■ Short problem ■
Pull out the stretch of the government hacking article from "As you most" through "the article below.", copying it word for word.

The Legality of Government Hacking

As you most likely know, the government has access to almost every piece of technology and software out there.  They also have the capability to hack into devices and/or systems if there is a reason and warrant for it.  This brings forth questions and other uncertainties of privacy by some.  A new report has been released regarding this in hopes that policies change.  Learn more about this in the article below.

March 30, 2017 | By Karen Gullo

New Report Aims to Help Criminal Defense Attorneys Challenge Secretive Government Hacking

Lawyers at EFF, the ACLU, and the National Association of Criminal Defense Lawyers released a report
today outlining strategies for challenging law enforcement hacking, a
technique of secretly and remotely spying on computer users to gather
evidence. Federal agents are increasingly using this surveillance
technique, and the report will help those targeted by government
malware—and importantly their attorneys—fight to keep illegally-obtained
evidence out of court.

■ Available data ■
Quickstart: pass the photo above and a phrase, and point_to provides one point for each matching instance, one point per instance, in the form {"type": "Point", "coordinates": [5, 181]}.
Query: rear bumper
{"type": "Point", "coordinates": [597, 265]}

■ The solution ■
As you most likely know, the government has access to almost every piece of technology and software out there.  They also have the capability to hack into devices and/or systems if there is a reason and warrant for it.  This brings forth questions and other uncertainties of privacy by some.  A new report has been released regarding this in hopes that policies change.  Learn more about this in the article below.